====== Working data ======
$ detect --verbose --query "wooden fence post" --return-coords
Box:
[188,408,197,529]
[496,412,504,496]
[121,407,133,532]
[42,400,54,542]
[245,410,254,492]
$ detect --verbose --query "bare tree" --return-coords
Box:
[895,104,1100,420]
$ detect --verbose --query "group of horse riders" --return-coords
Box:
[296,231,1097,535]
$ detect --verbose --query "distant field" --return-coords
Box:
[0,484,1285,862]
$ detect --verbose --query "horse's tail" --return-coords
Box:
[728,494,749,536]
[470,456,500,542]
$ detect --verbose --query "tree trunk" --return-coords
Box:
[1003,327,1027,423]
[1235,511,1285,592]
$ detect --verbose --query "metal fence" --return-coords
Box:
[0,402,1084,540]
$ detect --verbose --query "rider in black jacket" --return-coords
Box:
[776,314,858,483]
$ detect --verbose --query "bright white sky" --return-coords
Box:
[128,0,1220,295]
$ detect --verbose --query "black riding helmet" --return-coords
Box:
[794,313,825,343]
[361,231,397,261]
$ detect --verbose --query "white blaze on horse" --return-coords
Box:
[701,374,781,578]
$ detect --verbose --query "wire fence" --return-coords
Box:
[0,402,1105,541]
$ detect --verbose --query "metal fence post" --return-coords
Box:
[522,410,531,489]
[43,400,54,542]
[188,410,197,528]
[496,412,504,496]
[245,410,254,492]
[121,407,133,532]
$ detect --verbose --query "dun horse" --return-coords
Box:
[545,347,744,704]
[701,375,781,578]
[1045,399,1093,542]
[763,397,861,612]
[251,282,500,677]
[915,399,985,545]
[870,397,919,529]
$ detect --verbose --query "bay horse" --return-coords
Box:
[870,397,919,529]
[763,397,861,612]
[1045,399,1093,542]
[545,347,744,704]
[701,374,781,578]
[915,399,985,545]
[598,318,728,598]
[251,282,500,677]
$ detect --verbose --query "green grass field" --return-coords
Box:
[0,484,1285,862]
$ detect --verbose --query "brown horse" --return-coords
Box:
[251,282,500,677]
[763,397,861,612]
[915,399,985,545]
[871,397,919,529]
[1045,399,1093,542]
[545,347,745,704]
======
● **Directions for this task**:
Edit the records above so that every "--verbose" becomes "--quiet", keeping every other character the same.

● **Solution to the problem**:
$ detect --quiet --query "wooden fence post" --return-coords
Box:
[188,408,197,529]
[496,412,504,496]
[121,407,133,532]
[42,400,54,542]
[245,410,254,492]
$ detect --quiet --query "bare tree" --return-coords
Box:
[895,104,1100,420]
$ detect --quiet --query "group of horse riders" --return-coords
Box:
[296,231,1097,535]
$ detect --quiet --query "distant field" --return-coords
Box:
[0,484,1285,862]
$ detect --quiet --query "horse's tail" --return-coords
Box:
[728,494,749,536]
[470,456,500,542]
$ detect --quiet --query "tree trunk" --return-coords
Box:
[1003,327,1027,423]
[1235,511,1285,592]
$ detect --quiet --query "metal fence" --return-coords
Box:
[0,402,1084,540]
$ detect --quiet --query "rider in black jacket" --return-coords
Box:
[776,314,858,483]
$ detect --quiet --query "bright white sky" --return-coords
Box:
[128,0,1220,295]
$ detect --quiet --query "black riding helmet" --return-coords
Box:
[794,313,825,343]
[361,231,397,261]
$ detect --quiet --query "white blaze on horse" --return-coords
Box:
[701,374,781,578]
$ detect --quiet --query "wire fence" --return-coords
Box:
[0,402,1105,541]
$ detect --quiet --query "metal fence post" --return-coords
Box:
[522,410,531,489]
[43,400,54,542]
[188,410,197,528]
[496,412,504,496]
[245,410,254,492]
[121,407,133,532]
$ detect --quiet --query "dun horse" --return-coords
Box:
[545,347,744,704]
[701,375,781,578]
[1045,399,1093,542]
[763,397,861,612]
[251,282,500,677]
[915,399,985,545]
[870,397,919,529]
$ detect --quiet --query "bay horse" --return-coords
Box:
[870,397,919,529]
[763,397,861,612]
[1045,399,1093,542]
[545,347,744,704]
[701,374,781,578]
[915,399,985,545]
[598,318,728,598]
[251,282,500,677]
$ detect --quiet --query "green grass field" --return-coords
Box:
[0,484,1285,862]
$ detect --quiet --query "brown horse" --return-coords
Box:
[251,282,500,677]
[763,397,861,612]
[915,399,985,545]
[871,397,919,529]
[1045,399,1093,542]
[545,347,745,704]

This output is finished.